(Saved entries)
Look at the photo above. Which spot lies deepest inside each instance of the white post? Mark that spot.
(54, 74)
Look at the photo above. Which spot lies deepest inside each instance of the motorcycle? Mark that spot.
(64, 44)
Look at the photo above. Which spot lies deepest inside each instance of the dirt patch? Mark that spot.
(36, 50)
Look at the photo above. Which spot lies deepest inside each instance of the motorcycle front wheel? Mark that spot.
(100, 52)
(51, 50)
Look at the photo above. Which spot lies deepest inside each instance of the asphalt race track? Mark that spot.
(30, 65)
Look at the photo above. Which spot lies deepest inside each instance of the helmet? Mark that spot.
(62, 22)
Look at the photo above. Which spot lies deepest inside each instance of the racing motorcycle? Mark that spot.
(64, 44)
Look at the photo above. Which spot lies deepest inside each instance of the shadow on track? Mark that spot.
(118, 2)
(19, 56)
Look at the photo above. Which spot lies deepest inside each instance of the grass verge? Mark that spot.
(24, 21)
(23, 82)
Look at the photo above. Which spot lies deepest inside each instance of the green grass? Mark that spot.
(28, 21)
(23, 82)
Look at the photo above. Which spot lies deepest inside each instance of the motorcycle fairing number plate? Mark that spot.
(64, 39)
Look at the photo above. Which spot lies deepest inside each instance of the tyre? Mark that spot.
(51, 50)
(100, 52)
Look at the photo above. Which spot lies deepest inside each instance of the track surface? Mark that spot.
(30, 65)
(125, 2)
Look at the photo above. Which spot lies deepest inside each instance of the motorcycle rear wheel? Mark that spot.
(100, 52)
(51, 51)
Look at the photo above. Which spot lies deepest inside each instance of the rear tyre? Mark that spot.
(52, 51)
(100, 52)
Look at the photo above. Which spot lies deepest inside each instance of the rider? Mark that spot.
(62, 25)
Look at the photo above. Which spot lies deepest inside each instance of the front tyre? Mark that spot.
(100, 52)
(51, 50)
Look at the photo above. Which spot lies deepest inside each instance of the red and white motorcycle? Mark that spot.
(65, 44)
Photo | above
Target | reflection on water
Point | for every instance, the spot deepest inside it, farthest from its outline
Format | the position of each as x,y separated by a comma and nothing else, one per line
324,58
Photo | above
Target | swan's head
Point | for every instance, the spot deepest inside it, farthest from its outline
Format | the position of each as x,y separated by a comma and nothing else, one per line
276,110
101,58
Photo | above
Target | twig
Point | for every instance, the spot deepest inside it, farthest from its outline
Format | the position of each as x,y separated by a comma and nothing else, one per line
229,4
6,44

• _TASK STATEMENT_
The full set of records above is to be printed again verbatim.

• _EXPECTED ANSWER_
Look at the photo above. Which spot lies deepest inside each instance of the white post? Mark that spot.
(54, 74)
Look at the photo above. Which spot lies deepest inside each instance of the motorcycle? Mark that spot.
(64, 44)
Look at the photo above. Which spot lies deepest inside each instance of the dirt patch? Mark that spot.
(36, 50)
Look at the photo above. Which spot lies deepest inside each instance of the motorcycle front wheel? Mark that spot.
(100, 52)
(51, 50)
Look at the photo above. Which spot lies deepest inside each instance of the asphalt race track? Mark that spot.
(30, 65)
Look at the photo above. Which spot lies deepest inside each instance of the helmet? Mark that spot.
(62, 22)
Look at the photo above. Which spot lies deepest inside each instance of the racing motorcycle? Mark that spot.
(64, 44)
Look at the photo above. Which spot lies deepest inside each instance of the shadow on track? Mark that spot.
(118, 2)
(19, 56)
Look at the photo above. Which spot lies deepest inside each instance of the grass verge? Mark that spot.
(24, 21)
(23, 82)
Look at the photo above. Which spot lies deepest inside each instance of the green grass? Mark that spot.
(28, 21)
(23, 82)
Look at the photo above. Which spot lies deepest inside each instance of the motorcycle fairing number plate? Mark that spot.
(64, 39)
Look at the photo above. Which spot lies deepest inside each instance of the tyre? Mark that spot.
(51, 50)
(100, 52)
Look at the photo above. Which spot lies deepest inside each instance of the track surface? Mark that spot.
(30, 65)
(125, 2)
Look at the photo above. Which spot lies deepest inside each instance of the motorcycle rear wheel? Mark that spot.
(100, 52)
(51, 51)
Look at the photo above. Which spot lies deepest inside each instance of the rear tyre? Mark that spot.
(52, 51)
(100, 52)
Look at the photo above. Which spot lies deepest inside each instance of the rider? Mark that spot.
(62, 25)
Look at the photo above. Which spot lies deepest inside each instance of the front tyre? Mark that spot.
(100, 52)
(51, 50)
Look at the photo above. Which spot lies deepest inside each instance of the red and white motorcycle? Mark that spot.
(65, 44)
Photo | above
Target | reflection on water
Point | for every instance, the spot deepest inside it, farthest from its outline
Format | the position of each as x,y separated by a comma and nothing else, one per line
324,58
Photo | above
Target | swan's head
Point | for every instance, the spot deepest inside it, farthest from its outline
Format | the position of each as x,y separated by a comma and nothing else, one per line
276,110
101,58
Photo | above
Target | twig
Point | for every instance, the spot deepest inside it, farthest from its outline
Format | the position of each as x,y separated by a comma and nothing else, one per line
229,4
6,44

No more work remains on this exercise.